EXERCISE DIRECTIONS: Find the string "rough" in the data, then copy every line where it is found.

DATA FOR REVIEW:
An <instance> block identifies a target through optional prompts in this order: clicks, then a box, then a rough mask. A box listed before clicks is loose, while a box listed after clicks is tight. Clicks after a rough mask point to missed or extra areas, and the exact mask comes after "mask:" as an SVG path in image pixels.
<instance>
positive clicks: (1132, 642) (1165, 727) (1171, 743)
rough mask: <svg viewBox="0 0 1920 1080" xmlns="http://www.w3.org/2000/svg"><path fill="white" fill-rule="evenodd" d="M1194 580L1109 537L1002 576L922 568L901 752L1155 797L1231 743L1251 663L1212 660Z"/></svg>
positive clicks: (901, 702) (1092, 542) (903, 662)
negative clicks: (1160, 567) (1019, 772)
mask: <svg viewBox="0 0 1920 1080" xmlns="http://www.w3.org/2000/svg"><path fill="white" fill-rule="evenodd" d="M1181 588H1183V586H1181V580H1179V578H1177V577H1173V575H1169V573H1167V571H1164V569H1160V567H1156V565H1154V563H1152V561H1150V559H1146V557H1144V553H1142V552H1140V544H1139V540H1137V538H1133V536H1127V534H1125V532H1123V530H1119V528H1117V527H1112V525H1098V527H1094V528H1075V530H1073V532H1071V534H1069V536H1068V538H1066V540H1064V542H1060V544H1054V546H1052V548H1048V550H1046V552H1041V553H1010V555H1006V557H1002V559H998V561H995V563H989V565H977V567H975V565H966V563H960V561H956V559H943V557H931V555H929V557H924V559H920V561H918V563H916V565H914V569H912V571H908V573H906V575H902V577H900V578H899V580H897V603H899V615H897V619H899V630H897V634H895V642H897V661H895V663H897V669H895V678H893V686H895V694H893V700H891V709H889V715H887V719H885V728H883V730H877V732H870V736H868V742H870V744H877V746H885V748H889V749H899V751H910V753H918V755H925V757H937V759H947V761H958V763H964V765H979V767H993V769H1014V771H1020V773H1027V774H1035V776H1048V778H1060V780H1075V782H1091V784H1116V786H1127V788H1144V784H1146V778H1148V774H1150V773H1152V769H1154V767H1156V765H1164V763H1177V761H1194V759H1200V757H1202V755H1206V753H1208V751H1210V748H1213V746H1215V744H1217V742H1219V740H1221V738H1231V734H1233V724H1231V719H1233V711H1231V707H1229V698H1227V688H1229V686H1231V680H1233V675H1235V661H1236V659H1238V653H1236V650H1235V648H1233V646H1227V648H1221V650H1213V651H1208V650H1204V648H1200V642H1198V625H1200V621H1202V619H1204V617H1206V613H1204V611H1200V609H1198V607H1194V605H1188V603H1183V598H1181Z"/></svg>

SOLUTION FOR THIS EXERCISE:
An <instance> block identifies a target through optional prompts in this order: clicks, then a box, then a rough mask. A box listed before clicks is loose, while a box listed after clicks is tight. Clicks after a rough mask point to missed or extra areas, and the exact mask comes after "mask:" as an SVG path in image pixels.
rough mask: <svg viewBox="0 0 1920 1080" xmlns="http://www.w3.org/2000/svg"><path fill="white" fill-rule="evenodd" d="M1194 580L1109 537L1002 576L922 568L901 752L1155 797L1231 743L1251 663L1212 660Z"/></svg>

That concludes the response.